Task to carry out: Write out the entries word for word, starting at the beginning and ending at the line that contains "84,99,112,133". Leave the pictures out.

Image region labeling entries:
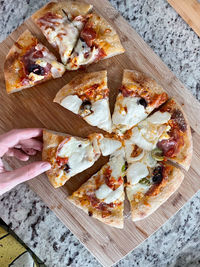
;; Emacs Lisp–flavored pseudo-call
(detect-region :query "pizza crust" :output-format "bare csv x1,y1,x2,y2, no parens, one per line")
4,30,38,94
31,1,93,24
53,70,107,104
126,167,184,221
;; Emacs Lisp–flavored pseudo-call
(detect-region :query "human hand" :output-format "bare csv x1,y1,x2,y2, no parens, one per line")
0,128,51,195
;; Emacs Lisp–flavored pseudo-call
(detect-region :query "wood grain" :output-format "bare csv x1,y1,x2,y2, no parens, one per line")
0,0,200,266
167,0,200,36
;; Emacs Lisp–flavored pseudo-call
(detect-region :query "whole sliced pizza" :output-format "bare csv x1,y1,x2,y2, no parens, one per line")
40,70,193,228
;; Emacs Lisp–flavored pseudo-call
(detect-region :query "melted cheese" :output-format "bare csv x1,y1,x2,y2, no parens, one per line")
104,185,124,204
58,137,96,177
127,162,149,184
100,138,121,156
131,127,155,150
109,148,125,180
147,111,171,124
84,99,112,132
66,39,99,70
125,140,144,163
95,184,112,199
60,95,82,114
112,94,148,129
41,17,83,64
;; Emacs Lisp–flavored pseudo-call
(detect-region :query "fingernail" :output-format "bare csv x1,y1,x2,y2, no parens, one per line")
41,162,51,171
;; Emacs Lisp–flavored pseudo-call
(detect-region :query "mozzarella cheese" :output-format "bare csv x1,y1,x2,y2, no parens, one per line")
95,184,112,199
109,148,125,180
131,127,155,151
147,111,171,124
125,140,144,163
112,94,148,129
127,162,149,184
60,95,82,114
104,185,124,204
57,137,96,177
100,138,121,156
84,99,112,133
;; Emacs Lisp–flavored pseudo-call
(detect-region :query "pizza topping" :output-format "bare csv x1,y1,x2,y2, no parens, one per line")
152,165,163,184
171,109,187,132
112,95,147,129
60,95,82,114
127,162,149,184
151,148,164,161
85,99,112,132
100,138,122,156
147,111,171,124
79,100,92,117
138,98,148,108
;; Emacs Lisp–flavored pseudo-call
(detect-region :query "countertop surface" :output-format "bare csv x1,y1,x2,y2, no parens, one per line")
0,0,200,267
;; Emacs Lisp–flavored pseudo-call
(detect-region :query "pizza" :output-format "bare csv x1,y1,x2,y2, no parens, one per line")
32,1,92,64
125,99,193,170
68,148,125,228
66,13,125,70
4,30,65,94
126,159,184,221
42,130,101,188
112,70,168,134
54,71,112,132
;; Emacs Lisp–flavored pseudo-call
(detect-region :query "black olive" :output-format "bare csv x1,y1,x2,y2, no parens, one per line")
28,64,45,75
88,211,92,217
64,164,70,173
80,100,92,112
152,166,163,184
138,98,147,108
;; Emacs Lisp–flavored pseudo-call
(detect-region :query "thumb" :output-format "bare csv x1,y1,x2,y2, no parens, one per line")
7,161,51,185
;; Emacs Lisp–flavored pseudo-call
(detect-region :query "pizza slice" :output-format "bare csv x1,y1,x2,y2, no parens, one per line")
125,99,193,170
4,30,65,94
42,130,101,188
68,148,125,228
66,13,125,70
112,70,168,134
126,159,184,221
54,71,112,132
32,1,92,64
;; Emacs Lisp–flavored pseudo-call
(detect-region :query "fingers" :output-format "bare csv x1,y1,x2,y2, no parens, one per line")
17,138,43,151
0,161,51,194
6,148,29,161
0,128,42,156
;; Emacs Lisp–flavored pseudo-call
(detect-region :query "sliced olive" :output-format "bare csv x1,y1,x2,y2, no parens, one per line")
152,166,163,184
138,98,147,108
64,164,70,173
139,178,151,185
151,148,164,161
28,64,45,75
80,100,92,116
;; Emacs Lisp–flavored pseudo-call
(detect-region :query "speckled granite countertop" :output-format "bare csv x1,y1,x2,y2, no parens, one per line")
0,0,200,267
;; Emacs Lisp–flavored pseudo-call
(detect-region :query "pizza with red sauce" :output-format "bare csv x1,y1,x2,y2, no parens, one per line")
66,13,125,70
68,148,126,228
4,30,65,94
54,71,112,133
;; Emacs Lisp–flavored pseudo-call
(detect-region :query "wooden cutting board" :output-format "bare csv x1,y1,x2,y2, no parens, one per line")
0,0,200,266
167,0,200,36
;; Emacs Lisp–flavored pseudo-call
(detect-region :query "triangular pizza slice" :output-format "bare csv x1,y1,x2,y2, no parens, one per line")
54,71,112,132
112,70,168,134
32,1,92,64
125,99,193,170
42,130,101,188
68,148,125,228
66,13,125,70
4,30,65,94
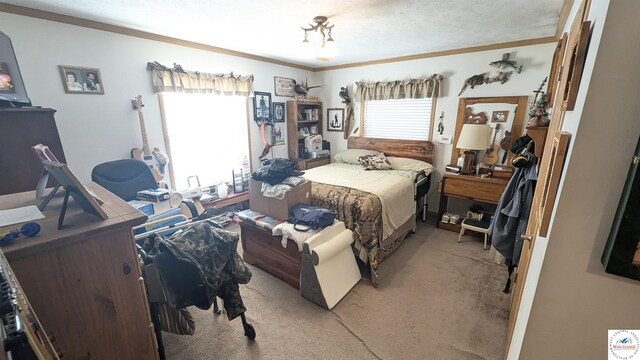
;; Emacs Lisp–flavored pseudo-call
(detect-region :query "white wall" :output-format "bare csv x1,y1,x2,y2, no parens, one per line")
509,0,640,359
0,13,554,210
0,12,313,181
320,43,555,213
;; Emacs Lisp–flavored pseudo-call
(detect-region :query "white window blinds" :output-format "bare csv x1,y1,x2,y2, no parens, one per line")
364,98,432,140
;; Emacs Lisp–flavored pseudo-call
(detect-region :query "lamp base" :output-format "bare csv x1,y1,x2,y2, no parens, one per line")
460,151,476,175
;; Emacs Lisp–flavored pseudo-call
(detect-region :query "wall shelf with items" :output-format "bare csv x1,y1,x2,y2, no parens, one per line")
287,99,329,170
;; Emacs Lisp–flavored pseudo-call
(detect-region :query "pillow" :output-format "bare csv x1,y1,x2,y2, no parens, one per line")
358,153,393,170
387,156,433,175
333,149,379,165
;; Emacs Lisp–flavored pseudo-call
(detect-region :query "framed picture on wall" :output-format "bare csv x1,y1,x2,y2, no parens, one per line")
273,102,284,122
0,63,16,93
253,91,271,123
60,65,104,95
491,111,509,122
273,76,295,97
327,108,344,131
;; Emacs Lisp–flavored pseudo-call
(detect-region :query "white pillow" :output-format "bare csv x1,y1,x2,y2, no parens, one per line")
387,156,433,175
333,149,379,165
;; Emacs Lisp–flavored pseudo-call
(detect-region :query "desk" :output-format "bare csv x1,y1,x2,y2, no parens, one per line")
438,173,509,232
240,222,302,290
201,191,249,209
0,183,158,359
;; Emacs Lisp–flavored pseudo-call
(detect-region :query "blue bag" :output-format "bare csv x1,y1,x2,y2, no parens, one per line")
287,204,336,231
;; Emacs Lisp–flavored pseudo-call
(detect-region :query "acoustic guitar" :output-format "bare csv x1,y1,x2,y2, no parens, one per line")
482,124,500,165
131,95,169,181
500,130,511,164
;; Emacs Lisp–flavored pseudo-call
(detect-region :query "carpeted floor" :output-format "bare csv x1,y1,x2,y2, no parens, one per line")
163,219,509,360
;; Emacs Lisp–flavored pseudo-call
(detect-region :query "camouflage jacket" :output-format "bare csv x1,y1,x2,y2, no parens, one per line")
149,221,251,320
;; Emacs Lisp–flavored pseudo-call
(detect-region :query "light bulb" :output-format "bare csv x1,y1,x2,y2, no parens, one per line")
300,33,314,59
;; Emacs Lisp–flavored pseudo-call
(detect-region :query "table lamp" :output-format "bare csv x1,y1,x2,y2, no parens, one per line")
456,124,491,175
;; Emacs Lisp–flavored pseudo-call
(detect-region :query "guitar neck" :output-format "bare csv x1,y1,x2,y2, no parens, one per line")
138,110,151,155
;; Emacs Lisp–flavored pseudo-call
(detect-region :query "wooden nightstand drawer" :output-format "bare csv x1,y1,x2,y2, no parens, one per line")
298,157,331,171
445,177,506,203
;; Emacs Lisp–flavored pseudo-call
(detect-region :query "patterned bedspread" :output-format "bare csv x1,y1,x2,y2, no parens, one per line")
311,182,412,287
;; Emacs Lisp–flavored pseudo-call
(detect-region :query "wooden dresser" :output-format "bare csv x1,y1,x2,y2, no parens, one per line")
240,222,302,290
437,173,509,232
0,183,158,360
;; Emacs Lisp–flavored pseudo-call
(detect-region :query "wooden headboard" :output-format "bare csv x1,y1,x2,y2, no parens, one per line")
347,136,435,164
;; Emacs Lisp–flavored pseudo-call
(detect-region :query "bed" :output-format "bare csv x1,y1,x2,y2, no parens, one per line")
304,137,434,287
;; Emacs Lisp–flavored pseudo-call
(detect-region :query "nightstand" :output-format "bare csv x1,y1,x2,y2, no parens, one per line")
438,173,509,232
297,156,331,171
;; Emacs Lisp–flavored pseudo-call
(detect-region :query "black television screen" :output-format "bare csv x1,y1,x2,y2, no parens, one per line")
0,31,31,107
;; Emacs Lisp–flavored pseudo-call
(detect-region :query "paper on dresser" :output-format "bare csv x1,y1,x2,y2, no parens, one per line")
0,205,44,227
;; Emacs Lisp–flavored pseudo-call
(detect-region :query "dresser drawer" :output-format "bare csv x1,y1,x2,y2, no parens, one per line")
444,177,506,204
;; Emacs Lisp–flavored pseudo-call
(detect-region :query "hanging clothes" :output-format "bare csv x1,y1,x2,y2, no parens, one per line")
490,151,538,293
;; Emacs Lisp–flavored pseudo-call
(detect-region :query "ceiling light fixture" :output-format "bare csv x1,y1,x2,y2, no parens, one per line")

Exercise solution:
;; Emacs Lisp–flavored pseudo-call
(detect-region :query "pizza crust" :output-format "bare csv x1,y1,x2,y2, no parens, one per line")
4,30,38,94
31,1,93,24
53,70,107,104
126,167,184,221
;; Emacs Lisp–flavored pseudo-call
(detect-region :query "human hand" :output-format "bare csv x1,y1,x2,y2, no parens, one per line")
0,128,51,195
;; Emacs Lisp–flavored pseudo-call
(detect-region :query "wood grain" :output-format "bare csv x1,y1,x2,y2, no parens, one per line")
0,0,200,266
167,0,200,36
;; Emacs Lisp–flavored pseudo-call
(detect-region :query "whole sliced pizza" :output-format "bare csv x1,y1,x2,y2, no parens, one per line")
40,70,193,228
;; Emacs Lisp–flavored pseudo-call
(detect-region :query "melted cheese" :output-format "bare csv x1,y1,x2,y2, no parens, one per line")
104,185,124,204
58,137,96,177
127,162,149,184
100,138,121,156
131,127,155,150
109,148,125,180
147,111,171,124
84,99,112,132
66,39,99,70
125,140,144,163
95,184,112,199
60,95,82,114
112,94,148,129
41,17,83,64
;; Emacs Lisp–flavored pseudo-call
(detect-region :query "fingernail" :output-format "bare csv x1,y1,x2,y2, no parens, one per line")
41,162,51,171
;; Emacs Lisp–flavored pseudo-call
(detect-region :query "mozzarella cheese" :output-format "bare csv x1,y1,x2,y2, no parens, one per line")
95,184,112,199
109,148,125,180
131,127,155,151
147,111,171,124
125,140,144,163
112,94,148,129
127,162,149,184
60,95,82,114
104,185,124,204
57,137,96,177
100,138,121,156
84,99,112,133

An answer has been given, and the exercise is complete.